§ Aim
Reproduce the records below, replacing each occurrence of "Tag" with "Mark" and changing nothing else. Leave the pictures out of your answer.
|---|
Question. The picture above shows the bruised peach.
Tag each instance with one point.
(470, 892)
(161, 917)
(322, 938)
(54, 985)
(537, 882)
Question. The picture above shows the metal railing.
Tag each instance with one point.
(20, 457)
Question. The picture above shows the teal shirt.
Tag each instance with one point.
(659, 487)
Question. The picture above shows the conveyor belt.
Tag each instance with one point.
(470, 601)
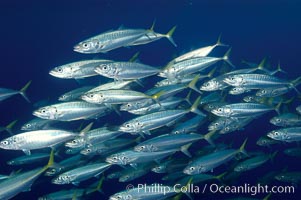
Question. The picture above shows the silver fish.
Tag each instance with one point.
(74, 94)
(210, 161)
(152, 36)
(109, 40)
(242, 110)
(6, 93)
(36, 140)
(77, 70)
(22, 182)
(286, 119)
(200, 52)
(286, 134)
(70, 111)
(37, 124)
(82, 173)
(125, 70)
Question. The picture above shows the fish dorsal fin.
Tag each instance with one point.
(153, 25)
(135, 58)
(23, 90)
(86, 129)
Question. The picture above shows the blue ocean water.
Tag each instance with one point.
(39, 35)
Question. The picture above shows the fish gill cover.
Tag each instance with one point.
(150, 100)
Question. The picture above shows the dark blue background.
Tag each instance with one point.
(39, 35)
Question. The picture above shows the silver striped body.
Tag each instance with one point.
(125, 70)
(36, 139)
(151, 121)
(110, 40)
(81, 173)
(77, 70)
(70, 111)
(241, 110)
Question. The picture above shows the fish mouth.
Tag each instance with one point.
(76, 48)
(270, 135)
(98, 70)
(52, 73)
(162, 74)
(186, 171)
(109, 160)
(36, 113)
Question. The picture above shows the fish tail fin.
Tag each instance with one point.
(295, 83)
(156, 97)
(288, 101)
(242, 148)
(220, 176)
(153, 25)
(134, 58)
(114, 107)
(185, 148)
(208, 137)
(50, 161)
(169, 35)
(139, 83)
(188, 184)
(261, 65)
(100, 183)
(277, 108)
(86, 129)
(23, 90)
(211, 73)
(138, 139)
(219, 43)
(226, 58)
(279, 69)
(178, 196)
(187, 98)
(10, 126)
(192, 84)
(267, 197)
(194, 107)
(272, 156)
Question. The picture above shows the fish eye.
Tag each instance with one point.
(104, 67)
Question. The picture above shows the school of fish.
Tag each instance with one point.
(174, 121)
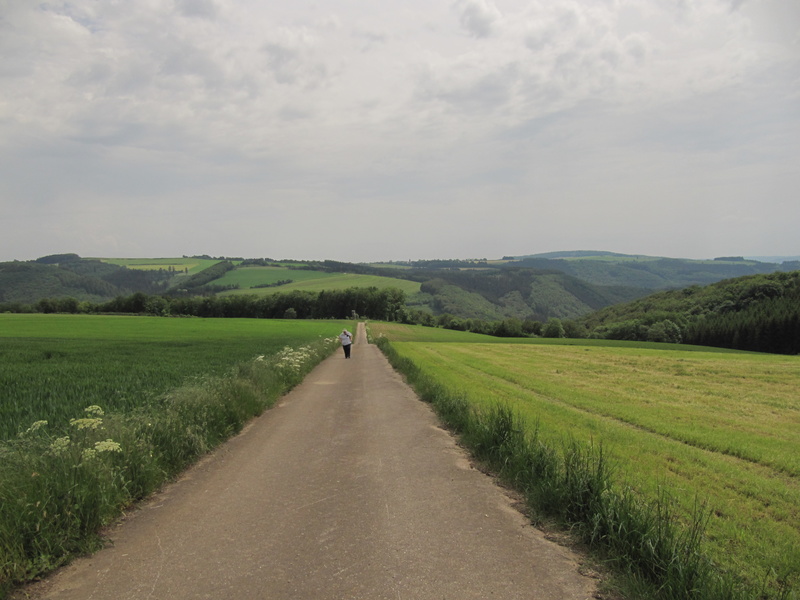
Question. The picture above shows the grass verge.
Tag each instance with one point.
(58, 488)
(656, 554)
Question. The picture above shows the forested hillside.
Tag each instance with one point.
(535, 294)
(590, 292)
(652, 273)
(70, 276)
(757, 312)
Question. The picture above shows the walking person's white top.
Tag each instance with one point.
(348, 488)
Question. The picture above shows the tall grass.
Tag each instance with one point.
(59, 487)
(658, 555)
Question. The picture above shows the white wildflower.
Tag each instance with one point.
(60, 445)
(86, 423)
(108, 445)
(94, 411)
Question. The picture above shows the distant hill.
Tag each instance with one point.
(755, 312)
(649, 272)
(564, 285)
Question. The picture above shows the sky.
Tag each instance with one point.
(399, 130)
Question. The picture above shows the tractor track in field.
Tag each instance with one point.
(347, 489)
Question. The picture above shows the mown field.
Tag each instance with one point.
(721, 429)
(55, 365)
(312, 281)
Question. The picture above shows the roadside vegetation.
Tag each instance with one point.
(99, 412)
(678, 467)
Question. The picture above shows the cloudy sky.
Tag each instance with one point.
(400, 129)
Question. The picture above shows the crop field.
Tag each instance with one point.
(312, 281)
(55, 365)
(720, 429)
|---|
§ Problem solution
Question. The picture above shows the bruised peach.
Mark each instance with one point.
(470, 892)
(161, 917)
(322, 938)
(54, 985)
(537, 882)
Question. The picture above shows the metal railing.
Mark each instance with one point.
(20, 457)
Question. The picture above shows the teal shirt.
Mark each instance with one point.
(659, 487)
Question. The picture above shows the conveyor belt.
Mark each instance with one point.
(470, 601)
Question. The picture above shows the silver fish.
Mark each instance with one point.
(74, 94)
(210, 161)
(152, 36)
(109, 40)
(242, 110)
(6, 93)
(36, 140)
(77, 70)
(22, 182)
(286, 119)
(200, 52)
(286, 134)
(70, 111)
(37, 124)
(82, 173)
(125, 70)
Question. The picture above shows the fish dorsal fin.
Mark each instance with one point.
(153, 25)
(135, 58)
(23, 90)
(86, 129)
Question. The picture above shows the blue ocean water.
Mark each instance with one point.
(39, 35)
Question. The picture above shows the fish gill cover.
Mark each instance with one point.
(150, 100)
Question. The picture above shows the dark blue background.
Mark each instance with one point.
(39, 35)
Question. The picture above shows the silver striped body.
Mark each instance with one point.
(125, 70)
(36, 139)
(151, 121)
(110, 40)
(81, 173)
(77, 70)
(70, 111)
(241, 110)
Question. The picture above shows the fish mouth.
Mark each instance with one point.
(76, 48)
(270, 135)
(98, 70)
(52, 73)
(162, 74)
(186, 171)
(109, 160)
(36, 113)
Question. The picture above shows the fish tail fin.
Mark each instance with one point.
(295, 83)
(156, 97)
(288, 101)
(242, 148)
(220, 176)
(153, 25)
(134, 58)
(114, 107)
(185, 148)
(208, 137)
(50, 161)
(169, 35)
(139, 83)
(188, 184)
(261, 65)
(100, 183)
(277, 108)
(86, 129)
(23, 90)
(211, 73)
(138, 139)
(219, 43)
(226, 58)
(279, 69)
(178, 196)
(187, 98)
(10, 126)
(192, 84)
(267, 197)
(194, 107)
(272, 156)
Question. The picture above shows the fish eye.
Mark each instance with one point.
(104, 67)
Question. The picture above shows the school of fish.
Mark each instance with one point.
(174, 121)
Question. The picture above shows the grass verge.
Mark each instance with one point.
(58, 488)
(656, 554)
Question. The picture above shows the forested hillside.
Mark each instance with one point.
(535, 294)
(590, 292)
(652, 273)
(70, 276)
(757, 312)
Question. The picture above shows the walking person's white top.
Mark each instance with one point.
(348, 488)
Question. The picture above shows the tall grass.
Mark each instance with one point.
(59, 487)
(658, 555)
Question. The picture above shows the white wildflower.
Mark each instance with one point.
(60, 445)
(86, 423)
(108, 445)
(94, 411)
Question. The picture above shows the distant hill.
Mark each instance with one point.
(755, 312)
(649, 272)
(564, 285)
Question. The picture above shows the sky.
Mark each instance with one point.
(399, 130)
Question. The picture above shows the tractor track in field.
Mark each instance with one point.
(347, 489)
Question. The picture above shows the mown field.
Mark each instance with one point.
(721, 429)
(55, 365)
(312, 281)
Question. The picture above shows the roadside vegetation.
Mark each instance with one point.
(99, 412)
(678, 467)
Question. The picture above shows the cloudy sky.
Mark each instance with one point.
(400, 129)
Question. The picture above shows the crop field.
Mark each instance with one point.
(312, 281)
(55, 365)
(720, 429)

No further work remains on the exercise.